:: Supplied text ::
**********

Skip to content

fix(server): unblock per-pod concurrency — uvicorn workers=4 + pymongo native async#237

Merged
gabrycina merged 5 commits into
scaleapi:mainfrom
gabrycina:fix/mongo-async-motor
May 15, 2026
Merged

fix(server): unblock per-pod concurrency — uvicorn workers=4 + pymongo native async#237
gabrycina merged 5 commits into
scaleapi:mainfrom
gabrycina:fix/mongo-async-motor

Conversation

@gabrycina
Copy link
Copy Markdown
Contributor

@gabrycina gabrycina commented May 14, 2026

Problem

A single AgentEx pod was getting bottlenecked on conversational user traffic, forcing us to scale to ~20 pods just for user testing. Two compounding causes:

  1. uvicorn was running with the default --workers 1 in production. One worker == one process == one event loop.
  2. The MongoDB adapter exposes async def methods but uses the synchronous pymongo driver. Every Mongo call inside an async def blocked the event loop for the full DB round-trip, so even within a single worker the server serialized all in-flight Mongo-bound requests instead of multiplexing them.

Net effect: per-pod throughput on any conversational/persistence path was effectively 1 request at a time.

**********

:: Objectives ::
[1] List every piece of software named in the Problem section of the pull request.
[2] Please write the next part of the pull request description, continuing after its last sentence.

:: Raw records ::
**********

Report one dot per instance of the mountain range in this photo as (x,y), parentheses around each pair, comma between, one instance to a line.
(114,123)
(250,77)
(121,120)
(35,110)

**********

:: Outputs for the tasks ::
[1]
- AgentEx
- uvicorn
- MongoDB (also called Mongo)
- pymongo

[2]
Changes

This PR lands two commits in order:

1. fix(server): default to uvicorn --workers 4 in production CMD

Sets UVICORN_WORKERS=4 as the production default (overrideable via env var). Dev stage stays single-worker because --reload is incompatible with --workers >1.

2. fix(server): migrate to pymongo native async (AsyncMongoClient)

Migrates the MongoDB adapter from sync pymongo to pymongo's native async API (AsyncMongoClient / AsyncDatabase / AsyncCollection), GA since pymongo 4.13. Each coroutine in the adapter is now truly non-blocking on Mongo I/O:

# Before
result = self.collection.insert_one(data)                # blocks event loop
results = list(self.collection.find(query))              # blocks event loop

# After
result = await self.collection.insert_one(data)
results = await self.collection.find(query).to_list(length=None)

For cursor paginators (list, find_by_field, find_by_field_with_cursor) the chained .skip().limit().sort() is still lazy; only to_list() materializes.

Why not Motor? Motor was officially deprecated by MongoDB on May 14, 2025 in favor of the pymongo native async API. Final EOL is May 2027. The recommended migration path is straight to pymongo.AsyncMongoClient.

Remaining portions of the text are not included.